PROBLEM TO WORK ON: Using the magazine page below, decide whether each statement agrees with it: (a) Simon Bligh conducted the interview with Stuart Amos; (b) the editorial is by Mike Clarke; (c) Stuart Amos says he has competed for 30 years. For each statement, answer yes or no and quote the words from the page that settle it.

TEXT SHOWN:
Shotokan Karate Magazine Issue 158
Featuring STUART AMOS 5th Dan HDKI.
Shotokan Karate Magazine Issue 158
STUART AMOS 5th Dan HDKI. Interview By Simon Bligh.
KATA: LEGACY vs. EVOLUTION. (PART ONE). By Mike Clarke.
REDEFINING OLD-AGE THROUGH KARATE. By Matt Price.
HIDDEN IN PLAIN SIGHT: THE HOITSUGAN. By Scott Middleton.
LETTERS TO THE EDITOR.
MARTIAL ARTS & COMBAT SPORTS: Twins or Distant Cousins? By David Stainko.
KARATE THROUGH YOUR 60s AND BEYOND. By Clive Young.
THE HIDDEN TECHNIQUES IN KATA. By Slavko Bubalo.
Buy as a Back Issue
This Magazine is available to buy as a printed back issue
EDITORIAL By John Cheetham.
I’ve wanted an interview with a young instructor for some time now, and this one with 30 year old Stuart Amos does not disappoint. He started his karate journey from a very young age. Stuart stated: “I’ve competed for 20 years, now I want to take my Karate in a whole new direction. Trying to move away from this focus on the ‘shape’ at the end of a technique, rather than the movement itself.”

SUPPLIED DATA:
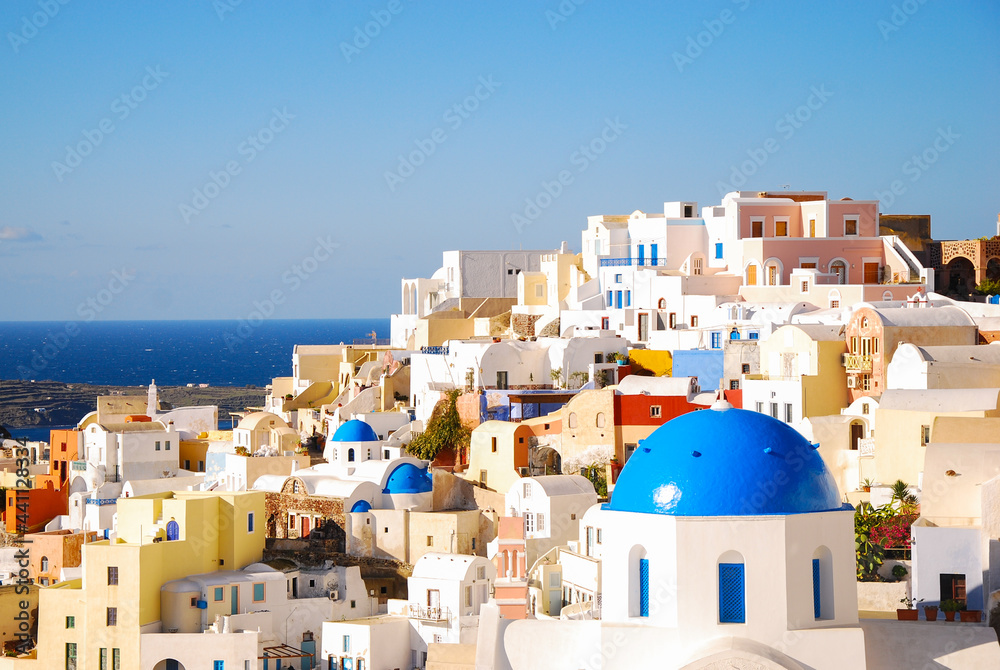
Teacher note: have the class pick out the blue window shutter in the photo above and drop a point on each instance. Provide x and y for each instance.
(643, 587)
(817, 601)
(732, 605)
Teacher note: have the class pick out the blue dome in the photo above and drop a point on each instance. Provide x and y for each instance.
(354, 430)
(361, 506)
(725, 462)
(408, 478)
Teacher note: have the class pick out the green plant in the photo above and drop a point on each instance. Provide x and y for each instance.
(444, 430)
(950, 605)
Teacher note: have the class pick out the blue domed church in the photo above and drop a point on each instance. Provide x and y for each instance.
(725, 544)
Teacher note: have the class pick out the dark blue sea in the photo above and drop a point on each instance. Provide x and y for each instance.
(174, 353)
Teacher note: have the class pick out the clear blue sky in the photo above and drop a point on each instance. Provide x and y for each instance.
(891, 85)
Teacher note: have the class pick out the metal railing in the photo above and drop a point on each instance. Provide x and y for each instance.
(857, 362)
(629, 262)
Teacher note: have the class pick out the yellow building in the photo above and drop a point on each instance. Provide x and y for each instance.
(98, 620)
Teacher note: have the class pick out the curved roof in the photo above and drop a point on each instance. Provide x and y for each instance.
(354, 430)
(409, 478)
(256, 420)
(725, 462)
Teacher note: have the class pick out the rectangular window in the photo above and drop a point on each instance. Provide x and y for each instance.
(643, 587)
(817, 602)
(732, 607)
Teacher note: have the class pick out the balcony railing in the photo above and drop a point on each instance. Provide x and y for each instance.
(857, 362)
(629, 262)
(428, 613)
(866, 447)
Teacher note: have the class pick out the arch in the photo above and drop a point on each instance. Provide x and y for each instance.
(732, 588)
(638, 582)
(822, 580)
(839, 267)
(774, 271)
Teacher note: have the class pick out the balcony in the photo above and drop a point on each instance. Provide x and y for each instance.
(857, 363)
(866, 447)
(428, 613)
(630, 262)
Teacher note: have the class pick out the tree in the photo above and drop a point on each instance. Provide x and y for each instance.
(444, 430)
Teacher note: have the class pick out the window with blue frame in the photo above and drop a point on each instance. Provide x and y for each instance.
(644, 587)
(817, 600)
(732, 598)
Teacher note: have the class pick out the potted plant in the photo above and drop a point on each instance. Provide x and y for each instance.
(949, 607)
(910, 613)
(970, 616)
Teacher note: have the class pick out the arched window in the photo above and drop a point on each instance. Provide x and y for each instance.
(822, 591)
(732, 588)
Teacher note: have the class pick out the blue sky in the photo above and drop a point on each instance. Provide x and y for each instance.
(299, 118)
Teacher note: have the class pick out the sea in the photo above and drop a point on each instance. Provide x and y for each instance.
(174, 353)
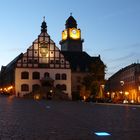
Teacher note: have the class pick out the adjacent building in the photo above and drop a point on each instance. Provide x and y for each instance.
(125, 84)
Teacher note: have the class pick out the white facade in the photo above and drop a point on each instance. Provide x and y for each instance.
(42, 57)
(19, 82)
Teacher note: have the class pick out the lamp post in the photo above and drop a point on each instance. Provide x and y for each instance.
(122, 88)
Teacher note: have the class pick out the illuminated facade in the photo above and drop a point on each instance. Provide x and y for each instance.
(125, 84)
(42, 61)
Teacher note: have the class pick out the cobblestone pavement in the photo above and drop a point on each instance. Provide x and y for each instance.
(25, 119)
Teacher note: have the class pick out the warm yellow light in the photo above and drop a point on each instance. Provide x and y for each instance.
(75, 33)
(37, 97)
(64, 35)
(126, 93)
(108, 93)
(84, 98)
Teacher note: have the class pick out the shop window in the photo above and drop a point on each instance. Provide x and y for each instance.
(24, 75)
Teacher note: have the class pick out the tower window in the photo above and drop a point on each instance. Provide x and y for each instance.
(46, 74)
(25, 75)
(64, 76)
(24, 87)
(57, 76)
(35, 87)
(36, 75)
(64, 87)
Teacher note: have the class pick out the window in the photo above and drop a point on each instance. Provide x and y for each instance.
(63, 87)
(35, 87)
(24, 87)
(64, 76)
(78, 79)
(36, 75)
(24, 75)
(46, 74)
(58, 86)
(57, 76)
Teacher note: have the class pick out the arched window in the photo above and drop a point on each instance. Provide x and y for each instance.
(35, 87)
(57, 76)
(63, 87)
(24, 87)
(64, 76)
(36, 75)
(58, 86)
(24, 75)
(46, 74)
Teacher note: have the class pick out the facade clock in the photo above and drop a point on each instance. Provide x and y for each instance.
(44, 49)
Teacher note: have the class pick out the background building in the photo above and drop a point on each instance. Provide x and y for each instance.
(125, 84)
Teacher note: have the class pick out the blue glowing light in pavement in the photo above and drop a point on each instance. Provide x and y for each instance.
(102, 134)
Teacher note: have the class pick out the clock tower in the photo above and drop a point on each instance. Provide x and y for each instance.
(71, 37)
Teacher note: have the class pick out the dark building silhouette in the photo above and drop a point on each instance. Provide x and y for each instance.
(125, 84)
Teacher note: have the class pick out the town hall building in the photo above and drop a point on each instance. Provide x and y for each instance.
(45, 66)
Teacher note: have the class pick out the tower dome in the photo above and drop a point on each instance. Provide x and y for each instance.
(71, 22)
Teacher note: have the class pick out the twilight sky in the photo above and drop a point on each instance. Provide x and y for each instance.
(110, 28)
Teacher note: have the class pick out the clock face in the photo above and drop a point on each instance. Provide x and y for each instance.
(74, 33)
(64, 35)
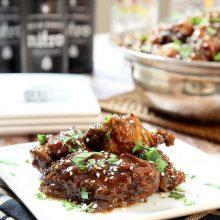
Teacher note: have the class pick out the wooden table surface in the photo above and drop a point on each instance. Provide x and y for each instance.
(109, 79)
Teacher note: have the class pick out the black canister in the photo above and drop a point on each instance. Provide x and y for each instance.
(44, 36)
(9, 36)
(80, 19)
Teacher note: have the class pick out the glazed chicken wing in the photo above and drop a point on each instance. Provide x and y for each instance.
(53, 147)
(103, 178)
(121, 133)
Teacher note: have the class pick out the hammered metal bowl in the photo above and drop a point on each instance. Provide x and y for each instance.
(182, 88)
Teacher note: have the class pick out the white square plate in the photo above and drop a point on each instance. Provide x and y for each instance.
(201, 188)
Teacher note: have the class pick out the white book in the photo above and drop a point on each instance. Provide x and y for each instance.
(31, 100)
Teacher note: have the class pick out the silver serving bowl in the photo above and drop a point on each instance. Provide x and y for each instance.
(178, 87)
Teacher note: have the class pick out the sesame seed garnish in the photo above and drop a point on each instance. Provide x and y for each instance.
(115, 169)
(68, 169)
(94, 205)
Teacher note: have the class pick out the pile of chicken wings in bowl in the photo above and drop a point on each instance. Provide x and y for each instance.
(113, 164)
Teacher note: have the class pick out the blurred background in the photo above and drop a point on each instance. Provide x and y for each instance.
(62, 63)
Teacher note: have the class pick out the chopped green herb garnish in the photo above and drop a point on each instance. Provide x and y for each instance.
(177, 45)
(112, 159)
(215, 20)
(146, 48)
(217, 57)
(176, 195)
(27, 161)
(8, 162)
(107, 118)
(199, 21)
(80, 158)
(138, 146)
(41, 196)
(193, 177)
(84, 193)
(108, 135)
(211, 31)
(13, 174)
(91, 162)
(188, 203)
(42, 138)
(161, 165)
(186, 51)
(73, 138)
(216, 186)
(79, 207)
(178, 189)
(143, 37)
(153, 155)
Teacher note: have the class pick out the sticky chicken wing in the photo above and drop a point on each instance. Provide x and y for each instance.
(53, 147)
(103, 178)
(121, 133)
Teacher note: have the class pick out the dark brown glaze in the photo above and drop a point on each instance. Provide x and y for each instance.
(56, 146)
(199, 34)
(121, 133)
(112, 174)
(127, 181)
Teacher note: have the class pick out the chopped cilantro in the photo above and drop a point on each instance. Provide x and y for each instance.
(67, 139)
(101, 162)
(84, 193)
(199, 21)
(112, 159)
(161, 165)
(27, 161)
(107, 118)
(91, 162)
(178, 189)
(176, 195)
(108, 135)
(143, 37)
(41, 196)
(177, 45)
(211, 31)
(186, 51)
(8, 162)
(138, 146)
(216, 186)
(193, 177)
(42, 138)
(217, 57)
(79, 207)
(80, 158)
(13, 174)
(146, 48)
(215, 20)
(153, 155)
(68, 205)
(188, 203)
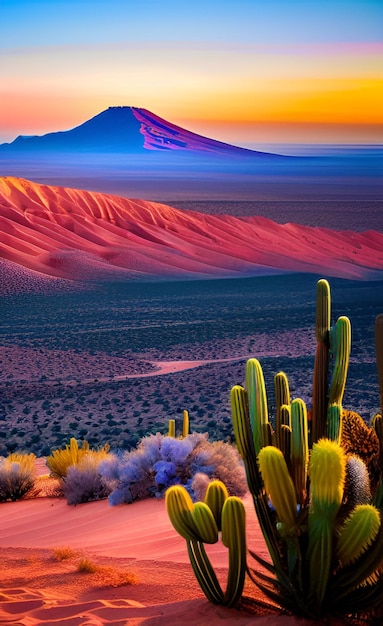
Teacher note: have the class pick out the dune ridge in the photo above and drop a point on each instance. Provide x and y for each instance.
(82, 235)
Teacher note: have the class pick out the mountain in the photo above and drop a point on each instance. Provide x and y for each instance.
(78, 235)
(126, 130)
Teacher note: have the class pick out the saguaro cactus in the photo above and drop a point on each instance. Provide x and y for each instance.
(327, 554)
(198, 524)
(331, 343)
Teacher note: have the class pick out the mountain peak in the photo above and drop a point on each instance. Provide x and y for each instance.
(124, 129)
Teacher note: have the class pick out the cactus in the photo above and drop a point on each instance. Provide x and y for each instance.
(197, 524)
(379, 355)
(321, 364)
(185, 424)
(332, 342)
(172, 430)
(299, 453)
(279, 487)
(327, 476)
(322, 530)
(282, 402)
(358, 533)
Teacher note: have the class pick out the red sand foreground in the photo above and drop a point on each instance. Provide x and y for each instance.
(72, 234)
(135, 541)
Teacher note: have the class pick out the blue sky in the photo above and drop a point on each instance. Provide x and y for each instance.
(243, 71)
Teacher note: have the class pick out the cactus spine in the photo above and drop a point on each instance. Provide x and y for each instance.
(197, 524)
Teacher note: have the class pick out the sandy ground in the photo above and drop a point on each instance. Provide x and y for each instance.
(141, 570)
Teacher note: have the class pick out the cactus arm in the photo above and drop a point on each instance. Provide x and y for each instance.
(255, 385)
(342, 355)
(172, 428)
(353, 575)
(299, 448)
(215, 497)
(334, 422)
(204, 572)
(285, 441)
(379, 354)
(320, 381)
(185, 424)
(279, 486)
(327, 475)
(282, 399)
(245, 444)
(234, 538)
(192, 522)
(359, 531)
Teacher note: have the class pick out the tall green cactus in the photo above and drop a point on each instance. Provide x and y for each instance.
(198, 524)
(331, 343)
(327, 556)
(379, 355)
(282, 402)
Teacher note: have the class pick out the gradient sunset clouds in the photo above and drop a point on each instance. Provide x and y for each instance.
(243, 72)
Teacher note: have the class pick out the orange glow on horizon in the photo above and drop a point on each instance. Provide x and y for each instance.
(332, 111)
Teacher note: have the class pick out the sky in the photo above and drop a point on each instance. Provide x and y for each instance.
(248, 72)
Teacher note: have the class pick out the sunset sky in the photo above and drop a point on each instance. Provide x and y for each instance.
(243, 71)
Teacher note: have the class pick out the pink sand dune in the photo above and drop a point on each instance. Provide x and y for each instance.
(73, 234)
(138, 538)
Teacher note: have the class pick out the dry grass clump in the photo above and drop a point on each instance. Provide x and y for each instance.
(87, 566)
(17, 476)
(61, 460)
(106, 576)
(46, 487)
(64, 553)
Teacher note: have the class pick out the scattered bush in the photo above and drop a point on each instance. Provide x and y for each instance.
(161, 461)
(86, 566)
(63, 553)
(17, 476)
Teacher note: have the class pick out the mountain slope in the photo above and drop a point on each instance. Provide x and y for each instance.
(82, 235)
(124, 130)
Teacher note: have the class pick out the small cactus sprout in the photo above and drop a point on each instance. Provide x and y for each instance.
(358, 533)
(282, 403)
(191, 521)
(327, 475)
(196, 523)
(215, 497)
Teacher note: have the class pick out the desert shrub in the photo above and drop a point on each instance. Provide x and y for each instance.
(63, 553)
(84, 483)
(86, 566)
(17, 476)
(161, 461)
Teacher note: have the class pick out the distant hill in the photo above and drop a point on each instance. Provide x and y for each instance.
(127, 130)
(78, 235)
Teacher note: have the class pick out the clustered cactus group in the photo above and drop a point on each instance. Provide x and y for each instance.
(320, 514)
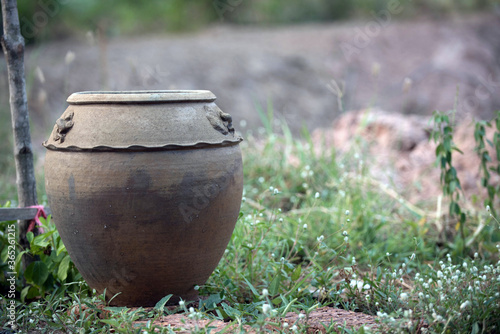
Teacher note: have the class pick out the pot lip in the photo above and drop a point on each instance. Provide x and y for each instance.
(140, 96)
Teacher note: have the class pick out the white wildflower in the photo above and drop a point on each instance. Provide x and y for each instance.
(464, 304)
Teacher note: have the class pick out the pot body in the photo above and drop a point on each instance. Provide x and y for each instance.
(144, 217)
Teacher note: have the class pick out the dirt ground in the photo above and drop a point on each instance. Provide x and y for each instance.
(310, 73)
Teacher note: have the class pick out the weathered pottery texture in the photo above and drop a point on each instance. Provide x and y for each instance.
(145, 189)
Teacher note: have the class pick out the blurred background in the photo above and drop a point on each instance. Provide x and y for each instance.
(307, 61)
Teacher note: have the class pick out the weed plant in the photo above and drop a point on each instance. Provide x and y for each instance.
(314, 231)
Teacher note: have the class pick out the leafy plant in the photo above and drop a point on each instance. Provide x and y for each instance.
(442, 135)
(487, 164)
(52, 268)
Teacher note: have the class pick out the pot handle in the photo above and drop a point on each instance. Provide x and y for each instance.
(63, 125)
(220, 121)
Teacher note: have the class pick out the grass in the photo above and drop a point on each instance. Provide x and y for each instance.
(314, 230)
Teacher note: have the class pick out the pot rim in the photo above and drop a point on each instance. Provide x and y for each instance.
(140, 96)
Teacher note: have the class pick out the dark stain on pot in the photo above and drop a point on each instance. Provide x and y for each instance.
(139, 181)
(71, 187)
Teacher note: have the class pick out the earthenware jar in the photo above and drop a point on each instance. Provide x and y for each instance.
(145, 189)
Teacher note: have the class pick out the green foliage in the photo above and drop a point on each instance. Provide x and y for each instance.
(442, 135)
(488, 166)
(51, 269)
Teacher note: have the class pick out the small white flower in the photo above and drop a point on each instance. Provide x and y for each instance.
(464, 304)
(70, 56)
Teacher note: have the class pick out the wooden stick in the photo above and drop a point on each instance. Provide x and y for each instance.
(13, 46)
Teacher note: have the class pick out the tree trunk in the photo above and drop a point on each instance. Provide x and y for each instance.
(13, 47)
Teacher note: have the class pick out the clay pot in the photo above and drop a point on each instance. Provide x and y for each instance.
(145, 189)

FINAL RESULT:
(a) Yes: "STUART AMOS 5th Dan HDKI. Interview By Simon Bligh."
(b) No: "EDITORIAL By John Cheetham."
(c) No: "I’ve competed for 20 years"